_Excerpted text_

■ ■ ■ ■

Linear algebra is a wonderful field of mathematics with endless applications. Despite its obvious beauty, it can also be quite confusing. Especially, when it comes to subspaces, inverses and determinants. In this article, I want to present a different view on some aspects of linear algebra with the help of Gaussian distributions and Bayes theorem.

This post is about the very basic equation

$Ax = b,$

where $A \in \mathbb{R}^{m\times n}$, $x \in \mathbb{R}^{n}$ and $b \in \mathbb{R}^{m}$. With the help of the Gaussian distribution

$\mathcal{N}(x|\mu, \Sigma),$

we can restate this equation in the language of probability theory.

Matrix transformation

The transformation of our vector $x$ with matrix $A$ becomes a marginalization

$\int_\hat{x} \mathcal{N}(b|A\hat{x}, \Sigma_b)\mathcal{N}(\hat{x}|x, \Sigma_x) \,d\hat{x}.$

Please be aware, that this formula is not equivalent to our matrix product above. We introduced two new variables $\Sigma_x$ and $\Sigma_b$, which are representing the covariance matrices of the corresponding Gaussian distributions. The two formulations will become equivalent if the covariance matrices will go to zero. Let’s check if this is true!

■ ■ ■ ■

_Tasks and exercises_
- 1) In the rows below, copy out word for word the lines from the one containing "Task: Where can the corbelled" to the one containing "[[157, 157]]", including both of those lines. Omit the picture lines from your copy.
- 2) Continue the passage on Gaussian distributions and linear algebra from the point where it stops.

■ ■ ■ ■

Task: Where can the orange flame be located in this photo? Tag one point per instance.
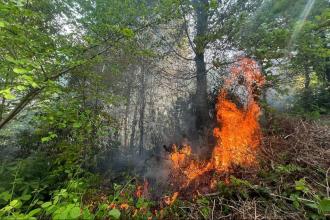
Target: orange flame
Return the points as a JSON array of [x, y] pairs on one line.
[[238, 133]]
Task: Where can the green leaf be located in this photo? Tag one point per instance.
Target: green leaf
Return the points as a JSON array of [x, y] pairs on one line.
[[114, 214], [325, 205], [46, 204], [25, 197], [76, 125], [20, 70], [75, 212], [6, 93], [300, 185], [34, 212], [15, 203], [5, 196], [128, 32]]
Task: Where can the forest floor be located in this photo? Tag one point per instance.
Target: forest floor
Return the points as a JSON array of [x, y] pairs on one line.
[[291, 182]]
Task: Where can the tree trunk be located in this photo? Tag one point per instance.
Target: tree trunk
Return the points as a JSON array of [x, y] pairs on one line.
[[134, 123], [201, 103], [127, 109], [142, 110]]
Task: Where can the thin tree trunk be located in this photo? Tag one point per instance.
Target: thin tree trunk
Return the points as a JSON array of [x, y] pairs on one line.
[[202, 117], [142, 110], [127, 109], [134, 123]]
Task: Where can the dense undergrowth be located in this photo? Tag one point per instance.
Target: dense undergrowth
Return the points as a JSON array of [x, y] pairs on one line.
[[292, 182]]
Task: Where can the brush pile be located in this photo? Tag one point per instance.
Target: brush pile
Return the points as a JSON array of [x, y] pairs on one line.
[[292, 181]]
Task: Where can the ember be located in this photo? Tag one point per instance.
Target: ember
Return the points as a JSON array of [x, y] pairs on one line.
[[238, 133]]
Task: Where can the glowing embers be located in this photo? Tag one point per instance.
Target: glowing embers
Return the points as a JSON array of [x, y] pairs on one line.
[[238, 133]]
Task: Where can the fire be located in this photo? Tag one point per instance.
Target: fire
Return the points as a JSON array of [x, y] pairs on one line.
[[170, 200], [238, 133]]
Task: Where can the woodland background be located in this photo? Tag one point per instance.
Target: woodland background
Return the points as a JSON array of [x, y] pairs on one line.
[[91, 89]]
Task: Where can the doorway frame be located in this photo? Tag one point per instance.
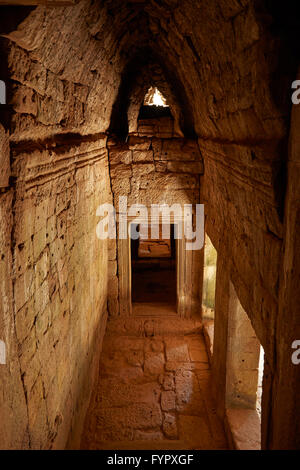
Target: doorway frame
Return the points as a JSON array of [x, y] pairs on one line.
[[188, 274]]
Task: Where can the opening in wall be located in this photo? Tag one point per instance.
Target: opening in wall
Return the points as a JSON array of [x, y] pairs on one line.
[[153, 264], [209, 292], [244, 372]]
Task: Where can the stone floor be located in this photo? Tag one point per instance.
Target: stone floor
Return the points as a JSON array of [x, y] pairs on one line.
[[154, 388]]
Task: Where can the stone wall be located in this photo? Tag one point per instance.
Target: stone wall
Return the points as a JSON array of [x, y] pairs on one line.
[[154, 170], [55, 289], [231, 79]]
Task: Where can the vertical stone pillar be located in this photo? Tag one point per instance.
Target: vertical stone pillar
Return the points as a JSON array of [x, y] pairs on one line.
[[220, 333], [284, 427]]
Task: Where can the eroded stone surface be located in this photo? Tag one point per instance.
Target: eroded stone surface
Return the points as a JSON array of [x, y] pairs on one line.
[[136, 402]]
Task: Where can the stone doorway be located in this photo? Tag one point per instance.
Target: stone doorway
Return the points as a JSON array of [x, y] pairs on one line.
[[153, 267]]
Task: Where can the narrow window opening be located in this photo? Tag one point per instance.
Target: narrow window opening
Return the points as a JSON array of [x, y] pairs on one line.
[[244, 373], [154, 97], [209, 292]]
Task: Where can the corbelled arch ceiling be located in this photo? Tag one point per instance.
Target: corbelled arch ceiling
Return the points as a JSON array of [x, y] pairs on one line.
[[220, 53], [145, 70]]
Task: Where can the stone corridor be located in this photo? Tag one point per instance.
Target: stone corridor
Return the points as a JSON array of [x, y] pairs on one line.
[[153, 390], [136, 109]]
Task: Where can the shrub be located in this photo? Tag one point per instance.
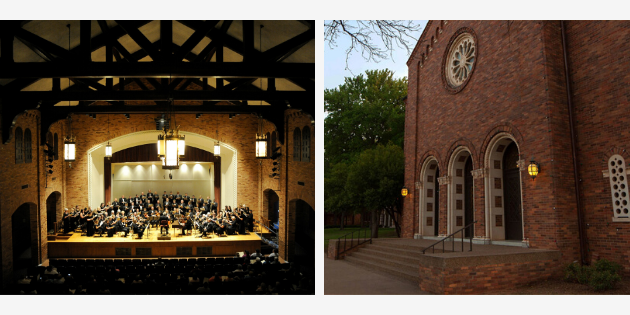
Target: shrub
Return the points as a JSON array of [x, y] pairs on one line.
[[603, 280], [603, 275]]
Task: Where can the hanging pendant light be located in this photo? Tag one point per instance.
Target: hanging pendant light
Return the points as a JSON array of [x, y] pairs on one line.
[[108, 147], [261, 141], [69, 141], [69, 146], [217, 146]]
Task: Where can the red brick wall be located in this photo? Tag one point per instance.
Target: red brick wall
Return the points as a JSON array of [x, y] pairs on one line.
[[517, 87], [600, 84], [484, 278], [12, 196]]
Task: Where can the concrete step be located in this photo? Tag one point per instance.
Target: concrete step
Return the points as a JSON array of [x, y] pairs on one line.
[[397, 262], [412, 277], [399, 255], [382, 248]]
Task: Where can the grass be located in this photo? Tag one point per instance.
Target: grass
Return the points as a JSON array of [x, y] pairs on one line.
[[333, 233]]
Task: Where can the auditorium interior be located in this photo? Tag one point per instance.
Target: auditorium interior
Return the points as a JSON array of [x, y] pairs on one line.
[[157, 157]]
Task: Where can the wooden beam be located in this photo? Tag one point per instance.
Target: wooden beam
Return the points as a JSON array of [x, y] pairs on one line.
[[140, 39], [157, 95], [158, 70], [193, 40], [85, 32], [248, 40], [166, 38]]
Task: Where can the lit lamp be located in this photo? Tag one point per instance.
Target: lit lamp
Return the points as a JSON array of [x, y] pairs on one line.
[[69, 147], [181, 146], [261, 146], [108, 150], [217, 146], [261, 141], [404, 192], [533, 169]]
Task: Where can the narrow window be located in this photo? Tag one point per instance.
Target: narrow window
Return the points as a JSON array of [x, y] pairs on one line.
[[297, 139], [18, 146], [28, 151], [56, 147], [619, 187], [306, 144]]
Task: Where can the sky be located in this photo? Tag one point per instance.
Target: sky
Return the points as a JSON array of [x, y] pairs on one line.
[[335, 60]]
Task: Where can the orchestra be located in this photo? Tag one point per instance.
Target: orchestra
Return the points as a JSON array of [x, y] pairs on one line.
[[145, 211]]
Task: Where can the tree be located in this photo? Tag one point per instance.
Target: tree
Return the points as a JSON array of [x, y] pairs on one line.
[[374, 181], [391, 32], [363, 112]]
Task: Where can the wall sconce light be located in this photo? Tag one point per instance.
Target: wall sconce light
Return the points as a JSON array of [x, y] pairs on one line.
[[404, 192], [533, 169]]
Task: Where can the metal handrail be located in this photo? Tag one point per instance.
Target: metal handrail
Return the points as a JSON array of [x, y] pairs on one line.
[[352, 243], [453, 236]]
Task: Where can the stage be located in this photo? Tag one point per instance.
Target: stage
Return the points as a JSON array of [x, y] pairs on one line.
[[118, 246]]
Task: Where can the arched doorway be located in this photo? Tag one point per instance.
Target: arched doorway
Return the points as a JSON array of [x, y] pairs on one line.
[[512, 193], [24, 238], [430, 199], [303, 232], [271, 207], [53, 211], [503, 190], [460, 207]]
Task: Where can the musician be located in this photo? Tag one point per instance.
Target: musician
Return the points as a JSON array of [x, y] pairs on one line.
[[165, 216], [100, 228], [230, 226], [111, 228], [186, 225], [121, 225], [138, 227]]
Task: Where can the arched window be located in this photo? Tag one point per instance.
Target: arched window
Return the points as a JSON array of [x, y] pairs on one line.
[[619, 188], [56, 147], [19, 158], [306, 144], [28, 151], [297, 139], [268, 145]]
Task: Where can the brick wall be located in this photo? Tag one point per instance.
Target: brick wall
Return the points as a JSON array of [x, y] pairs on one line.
[[600, 86], [517, 88], [486, 278]]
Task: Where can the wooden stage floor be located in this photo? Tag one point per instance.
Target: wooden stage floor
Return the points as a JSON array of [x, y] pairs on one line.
[[78, 246]]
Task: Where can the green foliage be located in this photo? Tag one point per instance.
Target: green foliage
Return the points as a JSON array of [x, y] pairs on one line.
[[603, 280], [363, 112], [375, 178], [603, 275]]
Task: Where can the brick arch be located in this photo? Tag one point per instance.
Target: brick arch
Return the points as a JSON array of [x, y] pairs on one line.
[[502, 128], [605, 156], [427, 155], [463, 142]]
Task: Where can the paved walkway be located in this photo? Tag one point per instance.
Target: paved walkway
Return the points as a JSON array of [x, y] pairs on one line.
[[341, 277]]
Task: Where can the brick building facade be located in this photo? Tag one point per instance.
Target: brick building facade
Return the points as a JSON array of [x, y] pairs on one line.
[[470, 135]]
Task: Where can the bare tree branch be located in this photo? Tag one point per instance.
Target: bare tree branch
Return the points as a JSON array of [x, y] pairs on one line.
[[392, 33]]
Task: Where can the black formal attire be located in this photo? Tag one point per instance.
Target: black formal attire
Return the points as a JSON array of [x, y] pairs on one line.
[[90, 227]]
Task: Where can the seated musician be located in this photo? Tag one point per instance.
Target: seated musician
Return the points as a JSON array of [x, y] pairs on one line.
[[165, 216], [100, 228], [122, 226], [230, 226], [186, 225], [138, 228]]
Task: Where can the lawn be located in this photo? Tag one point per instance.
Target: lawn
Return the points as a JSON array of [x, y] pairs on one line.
[[332, 233]]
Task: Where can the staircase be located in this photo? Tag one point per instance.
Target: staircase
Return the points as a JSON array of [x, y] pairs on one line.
[[401, 261]]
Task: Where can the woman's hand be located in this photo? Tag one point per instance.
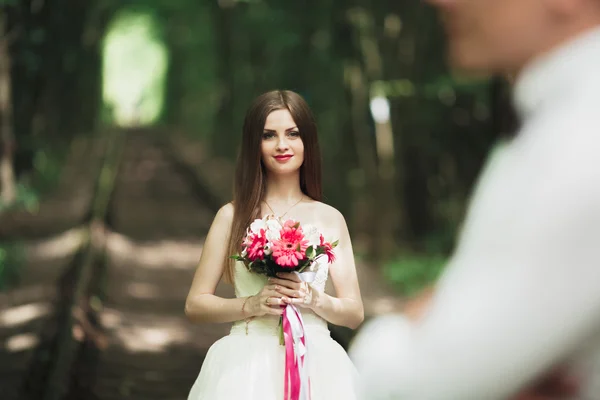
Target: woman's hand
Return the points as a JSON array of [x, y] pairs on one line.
[[293, 290], [267, 302]]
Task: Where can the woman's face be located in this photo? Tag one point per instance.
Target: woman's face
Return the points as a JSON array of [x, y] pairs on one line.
[[282, 148]]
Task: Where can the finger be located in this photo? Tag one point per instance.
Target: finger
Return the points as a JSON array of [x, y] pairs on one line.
[[274, 310], [296, 301], [286, 282], [289, 276], [289, 292], [276, 301]]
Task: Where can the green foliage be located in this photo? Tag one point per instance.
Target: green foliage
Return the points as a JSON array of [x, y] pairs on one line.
[[12, 259], [27, 198], [411, 273]]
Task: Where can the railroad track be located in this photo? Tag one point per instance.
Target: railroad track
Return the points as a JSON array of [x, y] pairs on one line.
[[100, 312]]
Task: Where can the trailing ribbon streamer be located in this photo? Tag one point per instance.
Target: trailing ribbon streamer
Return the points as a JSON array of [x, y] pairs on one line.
[[297, 381]]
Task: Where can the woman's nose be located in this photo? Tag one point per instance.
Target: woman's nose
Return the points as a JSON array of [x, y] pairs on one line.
[[282, 144]]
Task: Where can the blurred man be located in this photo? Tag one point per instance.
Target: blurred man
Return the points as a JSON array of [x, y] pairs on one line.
[[521, 294]]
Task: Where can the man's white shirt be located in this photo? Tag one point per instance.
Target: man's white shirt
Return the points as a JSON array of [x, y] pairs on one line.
[[521, 292]]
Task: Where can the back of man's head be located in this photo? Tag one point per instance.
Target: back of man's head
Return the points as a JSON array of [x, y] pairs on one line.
[[502, 36]]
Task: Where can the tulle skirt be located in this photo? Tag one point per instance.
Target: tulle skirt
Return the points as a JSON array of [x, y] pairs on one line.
[[250, 366]]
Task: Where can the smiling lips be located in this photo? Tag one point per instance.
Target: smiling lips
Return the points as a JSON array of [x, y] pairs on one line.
[[283, 158]]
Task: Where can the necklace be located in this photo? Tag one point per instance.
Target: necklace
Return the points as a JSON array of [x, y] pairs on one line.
[[288, 210]]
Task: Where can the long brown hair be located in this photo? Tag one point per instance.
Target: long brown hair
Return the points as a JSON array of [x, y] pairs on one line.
[[250, 175]]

■ ■ ■ ■

_Exercise responses_
- 1)
Task: Where can the corbelled arch ceiling be located in this photo? Tag one point per instance.
Target: corbelled arch ceiling
Return the points as a JSON array of [x, y] pairs on one line.
[[220, 53], [145, 70]]
Task: Where can the stone corridor be located in this photo? Tag one point per instance.
Target: stone corridor
Return the points as a JSON array of [x, y] pairs on one line.
[[153, 390], [136, 109]]
Task: Where can the shrub be located in this photo? Tag one point per instance.
Target: shrub
Return the points as a JSON array of [x, y] pairs on one line.
[[603, 280], [603, 275]]
Task: Where can the hanging pendant light be located in this photo? Tag one point per instance.
Target: hanging pendant light
Return the points as a JSON array of [x, y] pairs on one line.
[[108, 147], [261, 141], [69, 141], [69, 146], [217, 146]]
Task: Where can the red brick wall be located in this photo? Tag one point per instance.
Target: red brick wall
Return the points as a JSON array of [x, y] pairs on one line.
[[517, 87], [600, 84], [484, 278], [12, 196]]
Task: Where can the concrete step be located in this photo? Tag one point per instance.
Target: concrete step
Return the points as a JSON array of [x, y] pairs on one line.
[[397, 262], [412, 277], [399, 255], [382, 248]]
Task: Where can the grass be located in this photo? Tag one point per instance.
Target: grass
Return the points as a JSON array of [x, y] pairs on one line.
[[333, 233]]
Task: Where can the auditorium interior be located in this photo? Tag one point per instance.
Target: auditorium interior
Return the points as a JSON array of [x, y] pairs on one line.
[[157, 157]]

- 2)
We can use the propagation formula

$\int_{y}\mathcal{N}(x|a + Fy, A)\mathcal{N}(y|b,B) dx_t = \mathcal{N}(x|a + Fb, A + FBF^T ).$

from the Gaussian identities by Marc Toussaint to reformulate our marginalization.

In our case, we will end up with

$\int_\hat{x} \mathcal{N}(b|A\hat{x}, \Sigma_b)\mathcal{N}(\hat{x}|x, \Sigma_x) \,d\hat{x} = \mathcal{N}(b|Ax, \Sigma_b + A\Sigma_xA^T ).$

If we let $\Sigma_x$ and $\Sigma_b$ go to zero, the resulting covariance will go to zero as well. In the limit, the entire probability mass will be concentrated at our mean $Ax$, which is exactly what we wanted to show. Up until now, there is nothing fancy about this result. It’s just a weird way to write the matrix multiplication. But when we think about the inverse of the transformation $Ax = b$, things will become more interesting.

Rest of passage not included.